Location labeling records
###

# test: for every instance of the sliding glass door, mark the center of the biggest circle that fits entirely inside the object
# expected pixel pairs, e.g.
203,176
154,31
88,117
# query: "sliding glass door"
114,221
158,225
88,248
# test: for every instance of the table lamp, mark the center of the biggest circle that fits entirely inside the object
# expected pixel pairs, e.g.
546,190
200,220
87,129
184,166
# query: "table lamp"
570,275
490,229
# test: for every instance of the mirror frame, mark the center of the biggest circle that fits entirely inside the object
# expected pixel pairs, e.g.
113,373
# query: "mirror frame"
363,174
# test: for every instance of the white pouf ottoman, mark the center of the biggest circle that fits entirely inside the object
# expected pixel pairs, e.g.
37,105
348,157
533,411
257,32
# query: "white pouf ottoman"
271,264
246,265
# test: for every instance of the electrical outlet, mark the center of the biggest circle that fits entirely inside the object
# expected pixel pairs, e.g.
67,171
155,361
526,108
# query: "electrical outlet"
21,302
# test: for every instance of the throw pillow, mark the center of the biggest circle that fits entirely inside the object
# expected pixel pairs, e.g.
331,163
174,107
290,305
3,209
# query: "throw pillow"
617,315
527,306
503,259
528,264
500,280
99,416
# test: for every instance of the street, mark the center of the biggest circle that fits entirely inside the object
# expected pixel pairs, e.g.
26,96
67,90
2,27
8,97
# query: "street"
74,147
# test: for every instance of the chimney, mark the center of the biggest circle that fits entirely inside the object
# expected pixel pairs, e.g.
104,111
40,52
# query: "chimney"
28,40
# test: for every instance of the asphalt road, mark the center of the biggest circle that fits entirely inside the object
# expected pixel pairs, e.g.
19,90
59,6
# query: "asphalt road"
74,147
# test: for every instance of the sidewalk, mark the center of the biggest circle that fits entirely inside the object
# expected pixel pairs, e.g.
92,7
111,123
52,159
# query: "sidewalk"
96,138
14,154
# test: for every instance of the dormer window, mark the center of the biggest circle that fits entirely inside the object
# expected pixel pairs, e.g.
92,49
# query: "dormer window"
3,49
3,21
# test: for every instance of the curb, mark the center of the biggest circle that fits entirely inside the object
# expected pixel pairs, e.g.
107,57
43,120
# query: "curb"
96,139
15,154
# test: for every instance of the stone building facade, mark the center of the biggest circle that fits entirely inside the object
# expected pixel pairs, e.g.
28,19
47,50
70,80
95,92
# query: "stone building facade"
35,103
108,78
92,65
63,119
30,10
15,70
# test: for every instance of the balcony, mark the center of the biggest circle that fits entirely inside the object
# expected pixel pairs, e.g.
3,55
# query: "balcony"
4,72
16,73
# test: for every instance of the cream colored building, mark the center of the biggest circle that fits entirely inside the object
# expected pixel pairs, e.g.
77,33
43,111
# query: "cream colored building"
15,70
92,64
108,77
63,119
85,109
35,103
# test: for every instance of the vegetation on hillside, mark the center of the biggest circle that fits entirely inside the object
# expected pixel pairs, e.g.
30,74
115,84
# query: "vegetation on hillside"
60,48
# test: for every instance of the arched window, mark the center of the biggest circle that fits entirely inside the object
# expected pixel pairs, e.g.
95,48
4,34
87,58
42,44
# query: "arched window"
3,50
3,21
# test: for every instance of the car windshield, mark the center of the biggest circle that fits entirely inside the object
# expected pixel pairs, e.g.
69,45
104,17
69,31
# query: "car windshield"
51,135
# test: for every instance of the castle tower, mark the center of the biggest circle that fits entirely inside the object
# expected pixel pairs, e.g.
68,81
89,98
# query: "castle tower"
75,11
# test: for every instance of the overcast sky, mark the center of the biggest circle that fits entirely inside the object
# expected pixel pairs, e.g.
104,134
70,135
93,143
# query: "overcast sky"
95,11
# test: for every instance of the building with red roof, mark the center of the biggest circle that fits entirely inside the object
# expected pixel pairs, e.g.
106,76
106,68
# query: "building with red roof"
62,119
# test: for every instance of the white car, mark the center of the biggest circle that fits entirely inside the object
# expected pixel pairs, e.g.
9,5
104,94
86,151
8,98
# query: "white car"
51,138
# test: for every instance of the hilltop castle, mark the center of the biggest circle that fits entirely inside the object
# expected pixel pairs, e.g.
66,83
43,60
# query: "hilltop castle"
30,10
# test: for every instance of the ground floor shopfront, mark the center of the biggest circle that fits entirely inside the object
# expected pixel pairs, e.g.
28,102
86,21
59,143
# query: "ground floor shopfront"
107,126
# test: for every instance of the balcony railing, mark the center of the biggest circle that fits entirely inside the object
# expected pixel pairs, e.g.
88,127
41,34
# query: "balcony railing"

###

• [Required work]: Extract the whole listing, character for character.

• [Task result]:
# test: for every instance of the sliding glass door, mark the center of the biggest circle that fits entirely inside the object
# expected pixel pairs, e.g.
203,176
154,31
88,117
# query: "sliding glass door"
114,221
158,225
88,248
# test: for every instance of the table lamp, mark the center of the biggest circle that fits entirely inside the object
# expected pixel pairs, e.g.
546,190
200,220
87,129
184,166
# query: "table lamp"
570,275
490,229
# test: for every instance of the mirror frame, mark the center of the biggest circle that fits entirely inside the object
# expected pixel pairs, e.g.
113,373
# query: "mirror frame"
363,174
# test: for every instance of the white pouf ottoman, mark the center of the biggest circle that fits entirely inside the object
# expected pixel pairs, e.g.
37,105
348,157
533,411
257,32
# query: "white pouf ottoman"
271,264
246,265
# test: for every instance of the electrical outlet, mark the center of the biggest circle that fits entirely inside the object
# expected pixel pairs, e.g.
67,171
155,361
526,108
# query: "electrical outlet"
21,302
# test: for every instance of the throw pillow, mark the center of the biggest circle that fits entirely inside the object
# expected pixel pairs, e.g.
331,163
174,107
290,305
3,209
# query: "throw pillow"
617,315
527,306
503,259
528,264
500,280
99,416
# test: for every instance of the street, mark the center of the biggest circle that fits entirely inside the object
# expected pixel pairs, e.g.
26,96
67,90
2,27
8,97
# query: "street"
74,147
# test: for every instance of the chimney, mark the center of the biggest circle that fits entirely inside the object
# expected pixel pairs, e.g.
104,111
40,52
# query: "chimney"
28,40
# test: for every instance of the asphalt road, mark the center of the biggest circle that fits entirely inside the object
# expected pixel pairs, e.g.
19,90
59,6
# query: "asphalt road"
74,147
# test: for every instance of the sidewalk, mark the center of the biggest circle that fits entirely inside the object
# expected pixel pairs, e.g.
92,7
111,123
52,159
# query: "sidewalk"
96,138
14,154
# test: for every instance of the dormer window, mark the center of the biggest circle that fits entirely inside the object
# expected pixel pairs, e.g.
92,49
# query: "dormer window"
3,49
3,21
# test: for every instance of the curb, mark the center of the biggest circle that fits entirely inside the object
# expected pixel pairs, e.g.
107,57
43,120
# query: "curb"
96,139
15,154
# test: for every instance of the stone building facade, mark the center of the biggest circle that fits entirely inside the object
# expected pixel pairs, e.g.
28,19
47,50
70,80
95,92
# query: "stone building facade"
35,103
108,78
92,65
63,119
30,10
15,70
# test: for every instance of the balcony, mark the center of the biggest circle that fits entirely inside the object
# expected pixel pairs, e.g.
3,55
# query: "balcony"
4,72
16,73
# test: for every instance of the cream colored building, mark the center of the biggest circle that fits entirely inside the object
# expected pixel pairs, e.g.
77,33
43,111
# query: "cream colored building"
15,70
92,64
108,77
63,119
85,109
35,103
# test: for every instance of the vegetation on hillside, mark the center of the biggest circle that fits entirely inside the object
# expected pixel pairs, e.g.
30,74
115,84
# query: "vegetation on hillside"
60,48
# test: for every instance of the arched window, mark the center of the biggest circle that fits entirely inside the object
# expected pixel pairs, e.g.
95,48
4,34
87,58
42,44
# query: "arched window"
3,50
3,21
# test: for every instance of the car windshield, mark the center of the biggest circle that fits entirely inside the object
# expected pixel pairs, e.g.
69,45
104,17
69,31
# query: "car windshield"
51,135
# test: for every instance of the castle tower, mark the center of the biggest circle that fits entirely inside the object
# expected pixel pairs, e.g.
68,81
89,98
# query: "castle tower"
75,11
# test: for every instance of the overcast sky, mark the center of the biggest circle that fits entirely inside the object
# expected pixel pairs, e.g.
104,134
70,135
93,143
# query: "overcast sky"
95,11
# test: for every instance of the building with red roof, mark the center of the biggest circle that fits entirely inside the object
# expected pixel pairs, e.g.
106,76
106,68
# query: "building with red roof"
62,119
# test: for every instance of the white car, mark the center of the biggest circle that fits entirely inside the object
# expected pixel pairs, e.g.
9,5
104,94
86,151
8,98
# query: "white car"
51,138
# test: for every instance of the hilltop castle, mark the center of the biggest circle that fits entirely inside the object
# expected pixel pairs, e.g.
66,83
43,60
# query: "hilltop castle"
30,10
# test: for every instance of the ground floor shopfront, mark the center of the biggest circle that fits entirely inside the object
# expected pixel pairs, e.g.
28,102
86,21
59,143
# query: "ground floor shopfront"
107,126
# test: for every instance of the balcony railing, mark the center of the biggest circle that fits entirely inside the object
# expected pixel pairs, e.g.
88,127
41,34
# query: "balcony railing"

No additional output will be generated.